▶ **Extracted information**:
[start]
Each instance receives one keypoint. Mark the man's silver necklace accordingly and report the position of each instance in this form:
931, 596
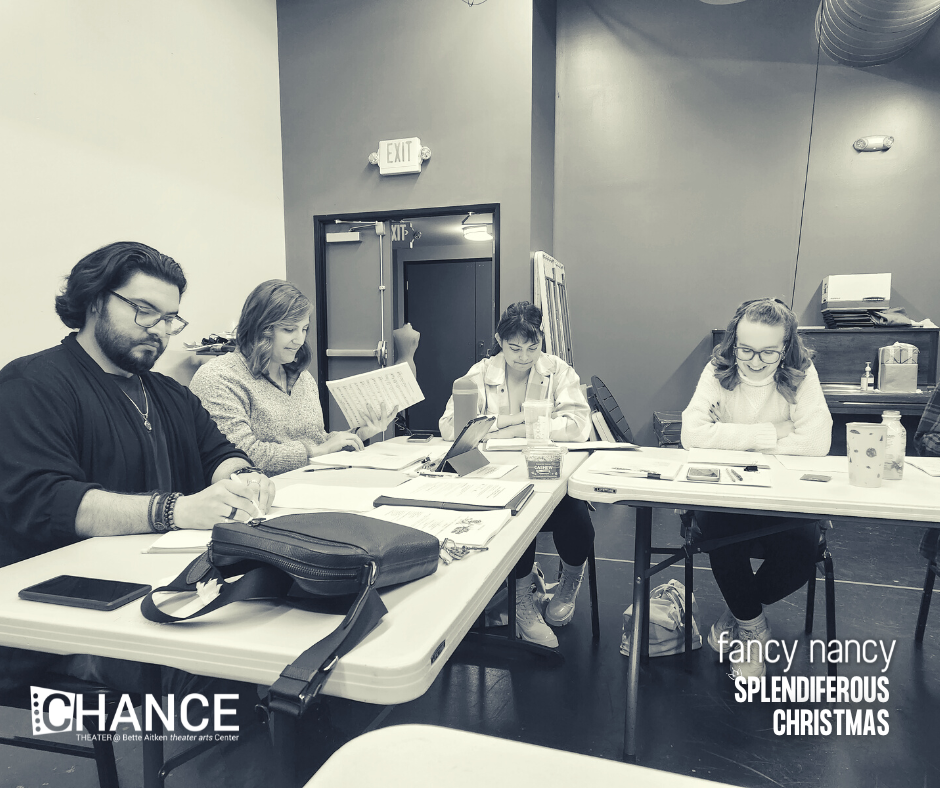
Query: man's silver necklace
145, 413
[end]
[start]
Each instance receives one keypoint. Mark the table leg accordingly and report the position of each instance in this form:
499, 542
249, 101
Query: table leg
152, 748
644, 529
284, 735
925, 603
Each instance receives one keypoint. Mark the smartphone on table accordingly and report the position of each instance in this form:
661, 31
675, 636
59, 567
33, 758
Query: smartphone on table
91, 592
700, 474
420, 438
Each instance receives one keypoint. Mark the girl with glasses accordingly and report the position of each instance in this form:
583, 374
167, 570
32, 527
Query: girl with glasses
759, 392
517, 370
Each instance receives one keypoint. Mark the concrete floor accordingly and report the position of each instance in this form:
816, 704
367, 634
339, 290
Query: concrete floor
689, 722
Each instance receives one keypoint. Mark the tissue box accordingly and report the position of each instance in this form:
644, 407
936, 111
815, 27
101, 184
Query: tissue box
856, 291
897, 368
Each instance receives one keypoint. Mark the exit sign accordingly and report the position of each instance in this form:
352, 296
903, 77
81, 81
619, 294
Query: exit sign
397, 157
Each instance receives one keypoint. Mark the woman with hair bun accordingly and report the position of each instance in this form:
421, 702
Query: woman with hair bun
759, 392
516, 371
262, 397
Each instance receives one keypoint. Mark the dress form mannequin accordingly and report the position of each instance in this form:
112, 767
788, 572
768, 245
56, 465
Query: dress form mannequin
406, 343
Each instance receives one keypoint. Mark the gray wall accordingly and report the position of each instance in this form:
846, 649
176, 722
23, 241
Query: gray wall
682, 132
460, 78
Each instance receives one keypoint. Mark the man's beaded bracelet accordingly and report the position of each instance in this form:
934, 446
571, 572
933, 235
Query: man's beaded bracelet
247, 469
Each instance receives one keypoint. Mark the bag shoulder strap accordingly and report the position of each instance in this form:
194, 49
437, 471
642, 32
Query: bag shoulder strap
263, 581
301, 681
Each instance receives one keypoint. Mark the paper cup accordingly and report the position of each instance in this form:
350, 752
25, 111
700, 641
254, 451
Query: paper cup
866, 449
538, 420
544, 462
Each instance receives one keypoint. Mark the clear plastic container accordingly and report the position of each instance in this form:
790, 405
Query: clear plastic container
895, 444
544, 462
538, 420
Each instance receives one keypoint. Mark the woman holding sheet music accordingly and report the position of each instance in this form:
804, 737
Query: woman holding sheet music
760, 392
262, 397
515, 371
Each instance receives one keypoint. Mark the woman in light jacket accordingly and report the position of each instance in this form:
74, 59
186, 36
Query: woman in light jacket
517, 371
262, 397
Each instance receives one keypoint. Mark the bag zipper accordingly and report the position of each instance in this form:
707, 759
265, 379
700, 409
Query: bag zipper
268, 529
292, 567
[end]
[start]
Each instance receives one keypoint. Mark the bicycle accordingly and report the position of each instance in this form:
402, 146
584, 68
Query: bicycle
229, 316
[end]
▶ **Task statement**: Pick out every line in the records above that contains the word "paper" and copy each of those lines in full.

▶ **Expected answer**:
Each instance receives one keypoint. Mark the paper cup accordingly and report the position of each instance in this form:
Query: paper cup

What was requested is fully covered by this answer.